_Exercise data_.
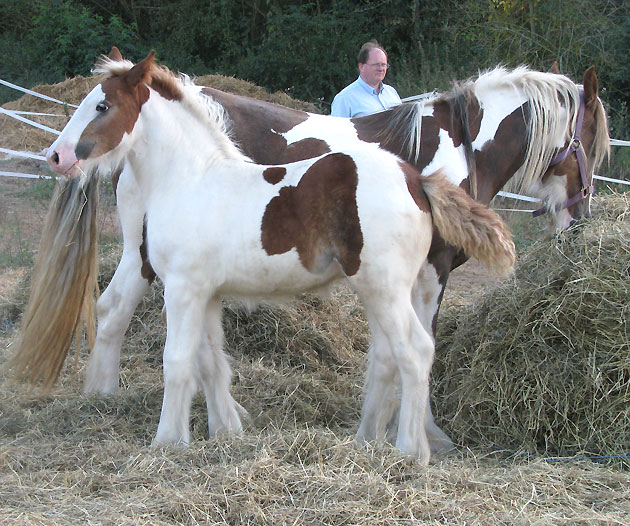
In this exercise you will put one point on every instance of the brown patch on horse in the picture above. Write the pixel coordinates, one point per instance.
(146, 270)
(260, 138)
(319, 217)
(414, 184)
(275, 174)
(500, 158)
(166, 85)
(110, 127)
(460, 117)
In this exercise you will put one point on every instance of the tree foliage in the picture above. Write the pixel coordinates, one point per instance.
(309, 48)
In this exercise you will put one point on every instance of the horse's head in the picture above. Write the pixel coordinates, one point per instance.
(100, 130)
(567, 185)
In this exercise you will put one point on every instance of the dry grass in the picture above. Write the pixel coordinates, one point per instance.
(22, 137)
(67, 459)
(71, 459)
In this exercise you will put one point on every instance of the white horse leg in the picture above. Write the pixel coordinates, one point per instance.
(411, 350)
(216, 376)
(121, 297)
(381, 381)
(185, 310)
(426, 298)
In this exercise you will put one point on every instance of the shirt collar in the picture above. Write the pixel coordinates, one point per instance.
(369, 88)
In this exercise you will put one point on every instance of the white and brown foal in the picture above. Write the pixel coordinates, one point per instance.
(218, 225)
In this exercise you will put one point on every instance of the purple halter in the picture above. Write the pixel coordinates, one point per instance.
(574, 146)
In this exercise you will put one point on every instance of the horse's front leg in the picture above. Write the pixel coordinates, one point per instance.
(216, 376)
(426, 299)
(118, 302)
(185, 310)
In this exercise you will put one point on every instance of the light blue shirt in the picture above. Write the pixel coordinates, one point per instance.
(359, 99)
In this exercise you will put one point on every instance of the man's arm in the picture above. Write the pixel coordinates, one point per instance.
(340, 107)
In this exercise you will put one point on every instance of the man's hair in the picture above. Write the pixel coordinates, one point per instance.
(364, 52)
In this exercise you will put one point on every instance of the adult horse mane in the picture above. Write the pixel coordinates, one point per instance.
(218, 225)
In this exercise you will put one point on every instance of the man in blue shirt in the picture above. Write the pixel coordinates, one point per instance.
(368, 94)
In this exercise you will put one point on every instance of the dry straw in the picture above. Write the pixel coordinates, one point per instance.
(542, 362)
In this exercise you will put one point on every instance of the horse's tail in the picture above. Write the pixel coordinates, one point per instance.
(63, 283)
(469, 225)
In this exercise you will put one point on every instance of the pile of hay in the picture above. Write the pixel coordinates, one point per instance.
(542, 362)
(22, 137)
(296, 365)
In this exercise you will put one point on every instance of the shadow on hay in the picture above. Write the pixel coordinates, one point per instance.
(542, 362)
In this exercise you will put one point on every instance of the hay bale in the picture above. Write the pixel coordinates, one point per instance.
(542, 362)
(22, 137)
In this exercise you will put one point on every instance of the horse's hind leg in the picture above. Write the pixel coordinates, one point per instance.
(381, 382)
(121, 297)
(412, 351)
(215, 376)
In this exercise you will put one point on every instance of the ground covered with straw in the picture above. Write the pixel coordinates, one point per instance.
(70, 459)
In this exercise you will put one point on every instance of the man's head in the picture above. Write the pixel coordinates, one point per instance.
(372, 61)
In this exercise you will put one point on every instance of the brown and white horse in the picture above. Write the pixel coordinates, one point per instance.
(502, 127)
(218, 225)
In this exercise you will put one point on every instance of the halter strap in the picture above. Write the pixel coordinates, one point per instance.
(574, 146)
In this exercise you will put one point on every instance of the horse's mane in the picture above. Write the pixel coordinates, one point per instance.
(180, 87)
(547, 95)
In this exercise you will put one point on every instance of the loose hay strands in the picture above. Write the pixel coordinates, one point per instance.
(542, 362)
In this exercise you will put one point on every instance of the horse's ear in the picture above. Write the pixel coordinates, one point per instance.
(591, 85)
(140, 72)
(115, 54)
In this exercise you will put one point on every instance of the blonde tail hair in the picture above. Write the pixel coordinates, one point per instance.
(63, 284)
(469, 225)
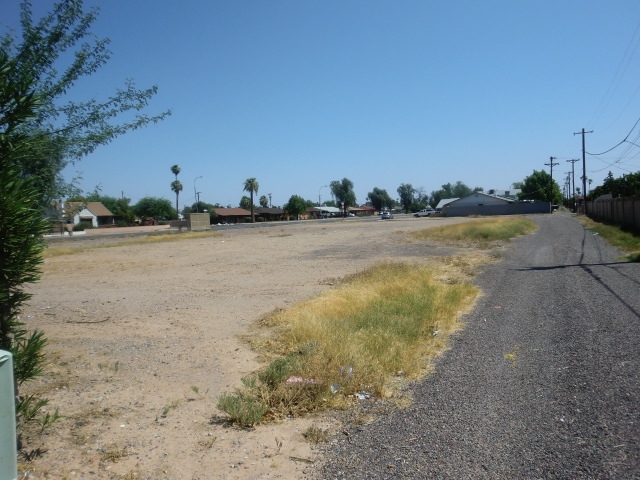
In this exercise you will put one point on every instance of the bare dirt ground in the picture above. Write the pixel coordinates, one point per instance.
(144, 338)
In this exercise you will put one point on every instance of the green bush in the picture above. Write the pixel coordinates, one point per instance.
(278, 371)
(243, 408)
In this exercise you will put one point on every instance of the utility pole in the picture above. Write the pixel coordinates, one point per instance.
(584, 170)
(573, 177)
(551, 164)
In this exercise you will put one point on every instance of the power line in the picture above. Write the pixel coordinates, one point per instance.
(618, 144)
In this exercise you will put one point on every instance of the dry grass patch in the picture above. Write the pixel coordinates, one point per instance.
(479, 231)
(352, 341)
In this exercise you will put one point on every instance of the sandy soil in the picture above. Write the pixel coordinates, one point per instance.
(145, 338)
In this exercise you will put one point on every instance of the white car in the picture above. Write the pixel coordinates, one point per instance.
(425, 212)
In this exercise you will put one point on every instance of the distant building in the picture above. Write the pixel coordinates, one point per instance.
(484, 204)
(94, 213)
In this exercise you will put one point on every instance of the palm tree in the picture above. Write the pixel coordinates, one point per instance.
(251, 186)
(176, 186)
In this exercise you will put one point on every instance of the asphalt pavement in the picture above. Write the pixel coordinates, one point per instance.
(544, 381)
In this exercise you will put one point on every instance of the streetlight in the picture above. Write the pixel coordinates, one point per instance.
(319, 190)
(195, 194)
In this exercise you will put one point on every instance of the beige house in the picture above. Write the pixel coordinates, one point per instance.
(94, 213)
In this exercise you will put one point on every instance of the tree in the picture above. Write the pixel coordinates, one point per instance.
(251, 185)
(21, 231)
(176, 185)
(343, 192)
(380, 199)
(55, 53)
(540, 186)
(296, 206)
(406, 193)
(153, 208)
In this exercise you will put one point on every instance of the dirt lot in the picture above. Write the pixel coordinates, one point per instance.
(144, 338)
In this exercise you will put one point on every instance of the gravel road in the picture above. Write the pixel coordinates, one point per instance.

_About this exercise_. Omit every picture, then reproduce the rest of the listing exactly.

_The answer_.
In this exercise you will put one point on every instance of the brown patch on horse in the picture above. Write the pixel coordinates, one point per instance.
(146, 270)
(260, 138)
(319, 217)
(414, 184)
(275, 174)
(500, 158)
(166, 85)
(110, 127)
(460, 117)
In this exercise you will put one point on every instance of the tree foliage in the picture above. Write the pixel coordinates, one point per instance.
(309, 48)
In this exercise you will put one point on every instance of the horse's head in the picture above. Write the pixel coordinates, one point per instance.
(100, 130)
(567, 185)
In this exercise you will put one point on every instance of the dry grass in the picture above. Write the pixel coordinates, one point per instance.
(22, 137)
(67, 459)
(71, 459)
In this exercise you will put one point on every instance of the white horse leg in the picture above. Write the pixel coordinates, one point per instance.
(411, 350)
(216, 376)
(121, 297)
(381, 381)
(185, 310)
(426, 298)
In this exercise you will put one point on every instance of the shirt collar in the picture above. Write the pixel coordinates, one point per instance.
(369, 88)
In this exercise you will put one point on every instance of the white and brown foal in the picture above. Write the pixel coordinates, one point per instance.
(218, 225)
In this exercise you will put one point on every instance of the purple halter in the picture above. Write the pixel coordinates, one point per instance.
(574, 146)
In this exercise you will put one point on every instance of the horse's front leg in the picture above. Write the pixel coordinates, one point per instance.
(216, 376)
(426, 299)
(118, 302)
(185, 310)
In this exercise you will put one point on every instance of the light blue shirt in the picture above. Write the pixel coordinates, one point per instance.
(359, 99)
In this exercise you will put one point on every instance of the man's arm in the picture above. Write the pixel coordinates, one point per instance.
(340, 107)
In this exercise you will put one point on every instance of the man's hair in the picture above. Write the pixel coordinates, one point per instance.
(364, 52)
In this exercise you will put one point on every instance of the adult horse mane in the picture above. Write the pixel coordinates, one point per instance.
(218, 225)
In this exercise you will put one point on every instance of the man in blue shirt in the picture above. Write the pixel coordinates, one point per instance.
(368, 94)
In this exercise you will put one point on every instance of the dry straw in the picture above. Write the pixel coordinates, one point per instance.
(542, 362)
In this exercise you will put one point on every instance of the horse's tail in the picture above. Write the pixel coordinates, one point per instance.
(63, 283)
(469, 225)
In this exercise you will put one point on every instance of the pile of hay in the picture above. Write the pixel coordinates, one point per instance.
(542, 362)
(22, 137)
(296, 365)
In this exercise you will put one point on every instance of the shadow on hay in the picture above. Write the pixel coordinates, one point per instance.
(542, 362)
In this exercise you will put one point on every instance of the hay bale in the picture above. Write the pixel coordinates, one point per instance.
(542, 362)
(22, 137)
In this exercise you will put one point on every instance of the horse's hind leg in the picture above. Write the pixel coordinates, one point per instance.
(381, 382)
(121, 297)
(412, 351)
(215, 376)
In this exercise you will put one point on every instance of the ground covered with straw in the picture above. Write the pixel coordinates, one point per instance.
(70, 459)
In this exercise you will put one point on every instance of the man's head in the picture above. Write the pixel coordinates, one point per instance.
(372, 61)
In this exercise you will put one point on every instance of the brown and white horse in the picture above. Write the pixel coordinates, one point per instance.
(502, 127)
(218, 225)
In this exercise you will put one point on every instance of the halter strap in the picture above. Write the pixel coordinates, one point per instance.
(574, 146)
In this exercise you will put one point on every instance of the horse's mane in the picture above. Write the pixel coordinates, one point per instance.
(180, 87)
(547, 95)
In this exercise you will put one point on every instance of the loose hay strands in the picture above. Write the pixel coordinates, one point per instance.
(542, 362)
In this exercise you will put one point on every instance of the horse's ear in the picture above. Write the pixel coordinates, one point per instance.
(591, 85)
(140, 72)
(115, 54)
In this exercise you will put one point on every instance of the blonde tail hair in the picture above. Write the pixel coordinates, one point per instance.
(63, 284)
(469, 225)
In this exercise you will put one point on every instance of the bare dirt ground in the picture above. Write the pixel coordinates, one point per instance.
(144, 338)
In this exercise you will put one point on every instance of the green bush in the picture above. Write the pixel coordinates, one point per instance.
(278, 371)
(243, 408)
In this exercise you will put one point on every instance of the utility pole in the picture above. Write the pixel coordinates, one point per instance.
(584, 170)
(573, 177)
(551, 164)
In this exercise you will put one point on every instance of the power line in the picture above. Write the pixel coordinates, one point per instance.
(618, 144)
In this exercise you will put one point on every instance of the dry grass patch in the picture above. Write the pixel coordinates, one point per instance.
(479, 231)
(352, 341)
In this exercise you will put one point on every instance of the sandy soil in the picture above. Write the pixel coordinates, one point per instance.
(145, 338)
In this exercise you will put one point on every instance of the white car in the picture above. Write the pixel coordinates, one point per instance.
(425, 212)
In this exercise you will put one point on every instance of the distant building in the picture above. Write the pixel coordinates, one point per instance.
(484, 204)
(94, 213)
In this exercise you will put one point on every instance of the palm tree in the picture above. Write the pixel coordinates, one point per instance.
(251, 186)
(176, 186)
In this exercise you will put one point on every instance of the asphalt pavement in the picture above. Write the pixel coordinates, one point per instance.
(544, 381)
In this exercise you will put one point on every instance of the streetlight in the picture above. Write the pixel coordinates, one point per instance.
(319, 190)
(195, 194)
In this exercise you will put one point on every instance of the beige house in the picture above. Write the pixel coordinates, one point per instance.
(94, 213)
In this exercise you will put one point on every instance of the tree in the picture above. Write the pixel coordinates, one point per instance.
(251, 185)
(21, 231)
(176, 185)
(343, 192)
(380, 199)
(55, 53)
(540, 186)
(296, 206)
(406, 193)
(153, 208)
In this exercise you will put one point on every instance of the dirt lot in the picture above. Write the pixel coordinates, one point per instance.
(144, 338)
In this exercise you will put one point on every instance of the gravel road in the picture above. Write the pixel coordinates, one point per instance.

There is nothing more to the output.